** start **

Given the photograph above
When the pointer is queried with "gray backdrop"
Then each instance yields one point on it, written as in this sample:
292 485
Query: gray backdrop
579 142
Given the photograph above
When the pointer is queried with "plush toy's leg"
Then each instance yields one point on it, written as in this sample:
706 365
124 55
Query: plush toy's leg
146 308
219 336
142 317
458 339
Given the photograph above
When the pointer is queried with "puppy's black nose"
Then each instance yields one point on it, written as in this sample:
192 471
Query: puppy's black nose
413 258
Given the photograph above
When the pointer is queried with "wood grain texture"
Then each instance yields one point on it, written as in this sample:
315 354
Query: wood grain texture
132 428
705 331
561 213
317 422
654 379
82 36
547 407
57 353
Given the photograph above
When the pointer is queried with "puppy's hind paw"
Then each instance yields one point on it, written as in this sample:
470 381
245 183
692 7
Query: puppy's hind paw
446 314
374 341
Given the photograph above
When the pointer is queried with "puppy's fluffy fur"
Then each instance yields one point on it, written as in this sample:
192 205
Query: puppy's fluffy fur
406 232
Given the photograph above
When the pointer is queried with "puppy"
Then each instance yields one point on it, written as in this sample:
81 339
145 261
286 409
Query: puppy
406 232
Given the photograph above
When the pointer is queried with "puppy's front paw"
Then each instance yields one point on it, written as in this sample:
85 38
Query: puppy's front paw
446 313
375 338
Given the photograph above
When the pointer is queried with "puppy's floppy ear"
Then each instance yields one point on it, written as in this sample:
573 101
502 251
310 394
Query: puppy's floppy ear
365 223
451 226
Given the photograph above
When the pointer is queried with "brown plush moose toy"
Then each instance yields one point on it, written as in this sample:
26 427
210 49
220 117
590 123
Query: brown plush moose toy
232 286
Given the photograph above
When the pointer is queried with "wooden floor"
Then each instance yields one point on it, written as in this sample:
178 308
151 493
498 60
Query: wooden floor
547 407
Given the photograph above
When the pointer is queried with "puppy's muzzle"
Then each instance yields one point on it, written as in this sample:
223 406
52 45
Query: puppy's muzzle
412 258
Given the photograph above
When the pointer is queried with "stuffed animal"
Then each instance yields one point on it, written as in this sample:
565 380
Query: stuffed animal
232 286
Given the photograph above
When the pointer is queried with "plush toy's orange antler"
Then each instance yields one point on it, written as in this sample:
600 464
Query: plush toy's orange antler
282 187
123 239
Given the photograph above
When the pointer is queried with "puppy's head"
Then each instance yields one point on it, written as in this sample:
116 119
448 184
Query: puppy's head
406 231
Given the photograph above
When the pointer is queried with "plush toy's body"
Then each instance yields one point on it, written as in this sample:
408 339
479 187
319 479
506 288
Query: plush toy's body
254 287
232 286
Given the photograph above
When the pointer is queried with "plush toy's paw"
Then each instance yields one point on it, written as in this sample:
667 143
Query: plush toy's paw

** end **

■ **Task to complete**:
Copy out each record, keeping every word as it is.

■ **Exercise response**:
Given the photograph above
When the pointer is queried with "gray backdrop"
Then each instance yields one point on it, written as in this sample:
292 485
Query: gray backdrop
579 142
Given the photograph above
When the pointer is queried with "plush toy's leg"
Then each instance yields one point on it, written as in this sample:
706 365
124 55
Query: plush toy's leg
146 308
219 336
142 317
458 339
Given the photograph above
When the pointer is queried with "puppy's black nose"
Then each instance yields one point on it, written as in this sample:
192 471
Query: puppy's black nose
413 258
Given the photograph above
When the pointer is queried with "wood grain texture"
Then each instance yields one point on it, written as in this sample:
315 354
Query: wood grain texture
132 428
705 331
561 213
317 422
654 379
82 36
547 407
57 353
Given the photograph above
When the pointer is queried with "puppy's hind paw"
Then each instance yields one point on it, written as in this sample:
470 381
245 183
692 7
Query: puppy's hind paw
446 314
374 341
Given the photograph above
When the pointer is queried with "puppy's fluffy fur"
Then each instance yields one point on it, written as in this sample:
192 205
Query: puppy's fluffy fur
406 232
Given the photograph above
When the pointer is queried with "puppy"
Then each instance yields one point on it, written as in this sample:
81 339
145 261
286 409
Query: puppy
406 232
Given the photograph above
When the pointer is queried with "puppy's front paw"
Then each instance yields one point on it, written as in this sample:
85 38
Query: puppy's front paw
446 313
375 338
Given the photograph above
When the pointer is queried with "puppy's floppy ear"
Then each instance yields one point on it, written as in this sample:
573 101
502 251
310 394
Query: puppy's floppy ear
365 223
451 226
Given the photograph above
When the pointer is queried with "brown plush moose toy"
Then each instance yields one point on it, written as in this sample:
26 427
210 49
220 117
590 123
Query: brown plush moose toy
232 286
Given the photograph above
When the pointer is queried with "wooden floor"
Then each instance yields one point on it, written as in this sample:
178 308
151 493
498 60
Query: wooden floor
547 407
Given the photograph above
When the pointer is queried with "puppy's muzzle"
Then each instance yields one point on it, written as in this sample:
223 406
52 45
Query: puppy's muzzle
412 258
Given the photograph above
When the pointer is queried with "stuffed animal"
Then each instance yields one point on it, written as in this sample:
565 380
Query: stuffed animal
232 286
Given the photograph above
When the pointer is queried with "plush toy's orange antler"
Then each instance yields one point on it, written as in this sample:
600 464
Query: plush toy's orange antler
282 187
123 239
Given the photograph above
When the pointer is queried with "puppy's head"
Then each instance yields one point on it, written as in this sample:
116 119
448 184
Query: puppy's head
406 231
Given the photograph above
When the pointer is queried with "plush toy's body"
Then each instance yields one point on it, written as in this sample:
408 339
479 187
319 479
506 288
Query: plush toy's body
254 287
232 286
Given the photograph above
When the pointer is queried with "plush toy's paw"
Then each instance yields one point on it, written as in this sample:
667 143
Query: plush toy's paw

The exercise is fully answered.